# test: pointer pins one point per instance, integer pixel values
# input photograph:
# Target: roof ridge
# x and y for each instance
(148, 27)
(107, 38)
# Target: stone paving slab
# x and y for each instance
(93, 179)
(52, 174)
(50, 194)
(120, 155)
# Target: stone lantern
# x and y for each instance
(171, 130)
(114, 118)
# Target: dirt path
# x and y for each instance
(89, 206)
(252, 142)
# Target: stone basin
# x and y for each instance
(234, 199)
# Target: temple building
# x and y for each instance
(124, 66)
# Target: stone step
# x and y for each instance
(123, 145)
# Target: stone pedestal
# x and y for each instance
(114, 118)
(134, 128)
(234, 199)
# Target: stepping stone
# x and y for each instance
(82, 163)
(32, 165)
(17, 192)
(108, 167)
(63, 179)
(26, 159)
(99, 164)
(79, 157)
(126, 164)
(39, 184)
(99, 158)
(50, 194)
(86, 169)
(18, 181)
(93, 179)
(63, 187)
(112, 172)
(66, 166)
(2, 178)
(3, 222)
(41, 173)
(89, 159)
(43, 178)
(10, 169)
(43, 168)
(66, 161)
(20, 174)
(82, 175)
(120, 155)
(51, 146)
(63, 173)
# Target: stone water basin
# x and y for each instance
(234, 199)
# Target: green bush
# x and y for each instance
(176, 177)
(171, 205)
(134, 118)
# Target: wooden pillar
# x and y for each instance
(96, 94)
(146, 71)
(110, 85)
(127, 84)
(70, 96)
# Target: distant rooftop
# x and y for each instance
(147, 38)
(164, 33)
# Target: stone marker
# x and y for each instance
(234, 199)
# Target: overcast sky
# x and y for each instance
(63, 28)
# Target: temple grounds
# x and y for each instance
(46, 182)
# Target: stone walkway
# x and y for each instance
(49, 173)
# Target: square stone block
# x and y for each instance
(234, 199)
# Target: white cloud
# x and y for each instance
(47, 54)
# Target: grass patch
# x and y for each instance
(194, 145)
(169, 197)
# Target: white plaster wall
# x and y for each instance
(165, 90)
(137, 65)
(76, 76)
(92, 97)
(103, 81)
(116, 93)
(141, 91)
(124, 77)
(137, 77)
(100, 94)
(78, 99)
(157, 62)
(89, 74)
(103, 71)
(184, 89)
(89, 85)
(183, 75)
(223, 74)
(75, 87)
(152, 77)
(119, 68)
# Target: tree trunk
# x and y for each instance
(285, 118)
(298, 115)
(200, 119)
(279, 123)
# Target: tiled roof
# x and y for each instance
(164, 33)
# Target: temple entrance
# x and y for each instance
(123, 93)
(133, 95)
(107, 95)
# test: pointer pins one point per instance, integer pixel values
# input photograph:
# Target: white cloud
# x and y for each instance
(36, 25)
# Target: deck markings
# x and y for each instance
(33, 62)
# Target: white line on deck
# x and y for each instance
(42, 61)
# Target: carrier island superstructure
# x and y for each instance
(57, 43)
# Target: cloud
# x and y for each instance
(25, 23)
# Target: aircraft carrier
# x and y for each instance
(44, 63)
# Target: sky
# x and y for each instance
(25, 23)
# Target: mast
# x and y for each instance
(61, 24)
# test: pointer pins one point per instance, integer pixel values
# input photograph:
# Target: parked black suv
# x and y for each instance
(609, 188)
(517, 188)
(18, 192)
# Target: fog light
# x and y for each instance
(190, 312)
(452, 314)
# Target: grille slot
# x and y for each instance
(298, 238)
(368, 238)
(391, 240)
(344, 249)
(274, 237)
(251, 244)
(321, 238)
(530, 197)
...
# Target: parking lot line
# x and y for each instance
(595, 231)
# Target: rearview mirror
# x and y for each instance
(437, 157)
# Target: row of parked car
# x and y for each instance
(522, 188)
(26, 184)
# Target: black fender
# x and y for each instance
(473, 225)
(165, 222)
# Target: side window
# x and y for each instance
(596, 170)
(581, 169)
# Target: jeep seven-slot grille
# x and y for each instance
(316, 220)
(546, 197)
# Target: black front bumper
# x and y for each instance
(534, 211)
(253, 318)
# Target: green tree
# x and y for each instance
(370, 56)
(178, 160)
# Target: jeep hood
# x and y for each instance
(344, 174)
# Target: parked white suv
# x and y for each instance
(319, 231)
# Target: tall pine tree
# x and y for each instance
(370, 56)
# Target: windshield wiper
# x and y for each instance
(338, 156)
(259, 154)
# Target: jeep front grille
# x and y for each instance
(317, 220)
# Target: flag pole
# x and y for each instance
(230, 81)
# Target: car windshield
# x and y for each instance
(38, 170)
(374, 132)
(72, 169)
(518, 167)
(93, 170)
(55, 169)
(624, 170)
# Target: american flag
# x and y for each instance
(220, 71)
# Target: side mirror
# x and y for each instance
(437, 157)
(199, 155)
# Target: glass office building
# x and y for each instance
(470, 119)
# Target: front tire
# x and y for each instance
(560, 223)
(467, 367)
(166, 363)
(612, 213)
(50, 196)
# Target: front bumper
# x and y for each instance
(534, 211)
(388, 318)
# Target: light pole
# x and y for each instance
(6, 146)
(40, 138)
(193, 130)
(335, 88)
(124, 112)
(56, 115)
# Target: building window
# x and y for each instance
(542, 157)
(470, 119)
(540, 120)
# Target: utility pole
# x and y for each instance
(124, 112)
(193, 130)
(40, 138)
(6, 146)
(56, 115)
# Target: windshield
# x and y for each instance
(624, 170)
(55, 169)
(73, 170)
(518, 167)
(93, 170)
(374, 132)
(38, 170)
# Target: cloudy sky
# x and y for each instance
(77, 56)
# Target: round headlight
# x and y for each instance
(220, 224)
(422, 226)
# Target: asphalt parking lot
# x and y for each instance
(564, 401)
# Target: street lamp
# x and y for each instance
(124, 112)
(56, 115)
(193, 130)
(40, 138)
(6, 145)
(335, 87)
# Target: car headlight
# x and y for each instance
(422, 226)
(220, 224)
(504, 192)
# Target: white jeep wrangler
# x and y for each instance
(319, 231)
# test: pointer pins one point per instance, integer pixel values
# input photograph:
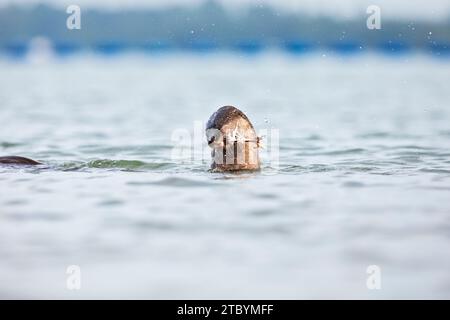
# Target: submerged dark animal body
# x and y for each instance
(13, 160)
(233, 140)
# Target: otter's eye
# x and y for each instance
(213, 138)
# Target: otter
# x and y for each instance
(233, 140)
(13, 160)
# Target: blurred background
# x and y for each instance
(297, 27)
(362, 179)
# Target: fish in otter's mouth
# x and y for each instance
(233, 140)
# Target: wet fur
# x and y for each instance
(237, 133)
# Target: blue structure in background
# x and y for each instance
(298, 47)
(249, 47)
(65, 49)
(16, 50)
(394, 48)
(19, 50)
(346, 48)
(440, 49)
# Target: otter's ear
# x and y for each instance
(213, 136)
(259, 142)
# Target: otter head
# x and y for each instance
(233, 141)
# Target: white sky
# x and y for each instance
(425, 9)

= THE TASK =
From the entries above, write out only the lines starting at the line that holds "# Target: side window" and ending at the line that holds "# Target: windshield wiper", keeping both and matching them exactly.

= TASK OUTPUT =
# Target: side window
# x and y for each instance
(596, 170)
(581, 169)
# Target: jeep seven-slot grille
# x and y for each instance
(316, 220)
(546, 197)
# Target: black front bumper
# x and y for each instance
(534, 211)
(253, 318)
# Target: green tree
# x and y for each instance
(370, 56)
(178, 160)
# Target: jeep hood
# x and y for each instance
(344, 174)
# Target: parked white suv
# x and y for each instance
(319, 231)
# Target: tall pine tree
# x and y for each instance
(370, 56)
# Target: windshield wiper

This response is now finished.